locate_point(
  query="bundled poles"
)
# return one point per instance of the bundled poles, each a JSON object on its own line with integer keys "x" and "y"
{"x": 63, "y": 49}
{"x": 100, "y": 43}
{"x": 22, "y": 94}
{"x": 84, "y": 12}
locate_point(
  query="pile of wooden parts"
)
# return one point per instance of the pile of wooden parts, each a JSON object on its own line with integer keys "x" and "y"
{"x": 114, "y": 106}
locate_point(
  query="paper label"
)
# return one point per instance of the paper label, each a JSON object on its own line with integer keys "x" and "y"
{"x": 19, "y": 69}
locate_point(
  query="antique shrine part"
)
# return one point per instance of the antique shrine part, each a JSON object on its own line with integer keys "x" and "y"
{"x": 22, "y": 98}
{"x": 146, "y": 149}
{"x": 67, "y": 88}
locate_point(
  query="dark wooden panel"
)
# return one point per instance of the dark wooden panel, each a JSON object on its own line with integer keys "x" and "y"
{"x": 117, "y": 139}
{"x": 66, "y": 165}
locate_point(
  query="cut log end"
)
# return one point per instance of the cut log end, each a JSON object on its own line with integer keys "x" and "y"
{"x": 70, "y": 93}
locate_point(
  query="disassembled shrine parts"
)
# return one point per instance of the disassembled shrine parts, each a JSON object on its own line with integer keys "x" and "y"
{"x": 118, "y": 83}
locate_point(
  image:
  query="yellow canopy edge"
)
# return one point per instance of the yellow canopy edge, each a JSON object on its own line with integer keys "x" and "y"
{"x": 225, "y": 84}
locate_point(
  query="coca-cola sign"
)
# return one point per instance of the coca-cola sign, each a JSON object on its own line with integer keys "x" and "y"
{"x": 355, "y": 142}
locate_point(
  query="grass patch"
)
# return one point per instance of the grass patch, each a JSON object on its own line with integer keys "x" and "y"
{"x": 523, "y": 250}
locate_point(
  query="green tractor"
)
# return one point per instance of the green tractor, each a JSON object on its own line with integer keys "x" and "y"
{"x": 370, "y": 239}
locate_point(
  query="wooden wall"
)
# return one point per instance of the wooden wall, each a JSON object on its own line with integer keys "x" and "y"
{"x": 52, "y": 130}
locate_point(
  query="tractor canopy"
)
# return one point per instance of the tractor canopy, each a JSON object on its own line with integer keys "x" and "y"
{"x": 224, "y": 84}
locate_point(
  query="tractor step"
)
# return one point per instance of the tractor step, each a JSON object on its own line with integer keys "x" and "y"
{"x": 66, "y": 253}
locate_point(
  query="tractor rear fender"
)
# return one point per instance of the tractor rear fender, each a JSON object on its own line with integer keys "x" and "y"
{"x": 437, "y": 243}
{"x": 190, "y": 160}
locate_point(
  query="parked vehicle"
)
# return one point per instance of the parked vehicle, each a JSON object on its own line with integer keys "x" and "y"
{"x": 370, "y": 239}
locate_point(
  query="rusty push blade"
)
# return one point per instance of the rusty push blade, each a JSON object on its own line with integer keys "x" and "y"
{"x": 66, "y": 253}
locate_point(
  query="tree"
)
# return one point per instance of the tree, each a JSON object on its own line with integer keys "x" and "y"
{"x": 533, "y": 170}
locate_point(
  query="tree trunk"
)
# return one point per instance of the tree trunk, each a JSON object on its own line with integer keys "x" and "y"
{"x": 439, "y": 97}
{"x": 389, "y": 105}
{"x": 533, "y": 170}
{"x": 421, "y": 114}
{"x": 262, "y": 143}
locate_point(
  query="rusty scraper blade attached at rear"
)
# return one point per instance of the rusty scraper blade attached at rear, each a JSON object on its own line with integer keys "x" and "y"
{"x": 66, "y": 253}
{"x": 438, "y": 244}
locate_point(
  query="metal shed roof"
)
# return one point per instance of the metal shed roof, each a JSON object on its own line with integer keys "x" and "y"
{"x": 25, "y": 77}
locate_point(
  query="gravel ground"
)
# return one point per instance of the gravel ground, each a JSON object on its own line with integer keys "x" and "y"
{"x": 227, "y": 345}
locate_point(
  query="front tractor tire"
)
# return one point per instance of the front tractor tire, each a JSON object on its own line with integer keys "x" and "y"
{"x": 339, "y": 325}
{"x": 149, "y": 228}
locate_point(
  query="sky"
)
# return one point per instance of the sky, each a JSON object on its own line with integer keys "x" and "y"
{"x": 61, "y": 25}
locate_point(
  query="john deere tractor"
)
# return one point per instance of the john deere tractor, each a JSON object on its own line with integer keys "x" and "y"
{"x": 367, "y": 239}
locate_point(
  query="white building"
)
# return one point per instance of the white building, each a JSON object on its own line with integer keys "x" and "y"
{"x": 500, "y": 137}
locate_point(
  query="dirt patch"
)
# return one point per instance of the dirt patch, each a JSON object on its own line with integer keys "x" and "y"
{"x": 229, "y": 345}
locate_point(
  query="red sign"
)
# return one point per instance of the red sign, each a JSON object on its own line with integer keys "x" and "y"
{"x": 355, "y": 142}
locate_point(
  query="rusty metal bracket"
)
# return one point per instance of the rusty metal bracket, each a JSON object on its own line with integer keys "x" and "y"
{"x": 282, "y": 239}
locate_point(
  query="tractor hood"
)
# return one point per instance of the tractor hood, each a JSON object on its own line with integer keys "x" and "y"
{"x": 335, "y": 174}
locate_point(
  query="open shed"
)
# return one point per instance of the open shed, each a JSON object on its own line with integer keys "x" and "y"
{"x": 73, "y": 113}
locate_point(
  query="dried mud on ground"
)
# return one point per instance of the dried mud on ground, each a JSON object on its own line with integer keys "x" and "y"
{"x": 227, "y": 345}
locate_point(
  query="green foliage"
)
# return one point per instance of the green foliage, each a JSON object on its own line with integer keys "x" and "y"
════════════════
§ WORK TASK:
All entries are to be retyped with no difference from the original.

§ ANSWER:
locate_point(
  query="bundled poles"
)
# return one point per instance of the bundled poles, each a JSON object on its own line with integer keys "x" and "y"
{"x": 63, "y": 49}
{"x": 100, "y": 43}
{"x": 22, "y": 94}
{"x": 84, "y": 12}
locate_point(
  query="pile of wooden parts"
)
# return one point per instance of the pile of wooden parts, each a JSON object on its own line with integer keys "x" and "y"
{"x": 114, "y": 106}
locate_point(
  query="paper label"
)
# return one point per instance of the paper label, each a JSON object on its own line with integer keys "x" and "y"
{"x": 19, "y": 69}
locate_point(
  query="antique shrine part"
)
# return one point per instance of the antique shrine part, each a JSON object on its own line with integer keys "x" and "y"
{"x": 22, "y": 98}
{"x": 146, "y": 149}
{"x": 67, "y": 88}
locate_point(
  query="dark wooden panel"
)
# return one point per instance of the dark wooden panel, each a JSON object on its own line with integer keys "x" and "y"
{"x": 117, "y": 139}
{"x": 66, "y": 165}
locate_point(
  query="cut log end"
)
# return one point per instance of the cut log end, each a JSON object on its own line with integer keys "x" and "y"
{"x": 70, "y": 93}
locate_point(
  query="disassembled shrine parts"
)
# return one point per instance of the disassembled shrine parts, each a JSON object on its own line with integer keys "x" and "y"
{"x": 118, "y": 83}
locate_point(
  image:
  query="yellow canopy edge"
)
# return one point per instance of the yellow canopy edge, each a JSON object on its own line with integer keys "x" and "y"
{"x": 225, "y": 84}
locate_point(
  query="coca-cola sign"
)
# return one point per instance of the coca-cola sign, each a JSON object on its own line with integer keys "x" and "y"
{"x": 355, "y": 142}
locate_point(
  query="grass patch"
)
# return one point per instance of the grass patch, each a JSON object on its own line with integer keys "x" and "y"
{"x": 523, "y": 250}
locate_point(
  query="green tractor"
)
# return one point per instance of the green tractor, each a JSON object on its own line with integer keys "x" and "y"
{"x": 370, "y": 239}
locate_point(
  query="wooden wall"
)
# return one point per instance of the wooden wall, each a JSON object on its own line with integer keys "x" and "y"
{"x": 52, "y": 130}
locate_point(
  query="tractor canopy"
)
# return one point per instance of the tractor canopy, each a JSON object on its own line with integer keys "x" and "y"
{"x": 224, "y": 84}
locate_point(
  query="tractor step"
)
# return one point per instance of the tractor step, each a JSON object on its own line with integer keys "x" and "y"
{"x": 66, "y": 253}
locate_point(
  query="tractor rear fender"
)
# return one point per instance of the tractor rear fender, each a JSON object on its own line with integer keys "x" and "y"
{"x": 437, "y": 243}
{"x": 190, "y": 160}
locate_point(
  query="parked vehicle"
)
# return one point per instance of the parked vehicle, each a JSON object on its own line with integer keys "x" and "y"
{"x": 370, "y": 239}
locate_point(
  query="rusty push blade"
)
# return one point per instance of the rusty push blade, each a JSON object on its own line with integer keys "x" and "y"
{"x": 66, "y": 253}
locate_point(
  query="tree"
)
# return one point per instance of the tree, each a JSON object on its own line with integer keys "x" and "y"
{"x": 533, "y": 170}
locate_point(
  query="tree trunk"
)
# return one point per instance of the tree trunk, each a JSON object on its own line with integer keys "x" and "y"
{"x": 439, "y": 97}
{"x": 389, "y": 105}
{"x": 533, "y": 170}
{"x": 421, "y": 114}
{"x": 262, "y": 143}
locate_point(
  query="rusty scraper blade attached at rear"
)
# return one point per instance of the rusty scraper blade attached at rear, each a JSON object on its own line with integer keys "x" and "y"
{"x": 66, "y": 253}
{"x": 438, "y": 244}
locate_point(
  query="metal shed roof"
)
# return one point per instance of the metal shed roof, each a JSON object on its own line with integer keys "x" and "y"
{"x": 25, "y": 77}
locate_point(
  query="gravel ground"
)
# return one point per instance of the gravel ground, each a JSON object on its own line with integer keys "x" and "y"
{"x": 227, "y": 345}
locate_point(
  query="front tractor tire"
)
# return one point per instance of the front tractor tire, each a JSON object on its own line with integer keys "x" and "y"
{"x": 339, "y": 325}
{"x": 149, "y": 228}
locate_point(
  query="sky"
)
# return one point per instance of the sky, each a JSON object on its own line with integer keys "x" and "y"
{"x": 61, "y": 25}
locate_point(
  query="john deere tractor"
)
# return one point per instance of the john deere tractor, each a JSON object on its own line with integer keys "x" and "y"
{"x": 367, "y": 239}
locate_point(
  query="white building"
)
# return one point per instance of the white building, each a JSON object on its own line with integer keys "x" and "y"
{"x": 500, "y": 137}
locate_point(
  query="dirt patch"
)
# return one point per instance of the dirt patch, each a JSON object on its own line with integer keys "x" and "y"
{"x": 229, "y": 345}
locate_point(
  query="red sign"
)
# return one point per instance of the red sign, each a JSON object on its own line with integer keys "x" and "y"
{"x": 355, "y": 142}
locate_point(
  query="rusty metal bracket"
)
# return one point per instance of the rusty metal bracket, each a JSON object on its own line with integer keys "x" and "y"
{"x": 282, "y": 239}
locate_point(
  query="tractor hood"
)
# return one point per instance of the tractor hood, each a JSON object on its own line with integer keys "x" and "y"
{"x": 335, "y": 174}
locate_point(
  query="open shed"
)
# return one point per instance of the open shed, each a JSON object on its own line with integer keys "x" and "y"
{"x": 73, "y": 113}
locate_point(
  query="dried mud on ground"
)
# return one point per instance of the dried mud on ground, each a JSON object on its own line with integer keys "x" and "y"
{"x": 227, "y": 345}
locate_point(
  query="green foliage"
)
# return one point per instance of the green foliage, each a JSON object on its own line with integer keys "x" and "y"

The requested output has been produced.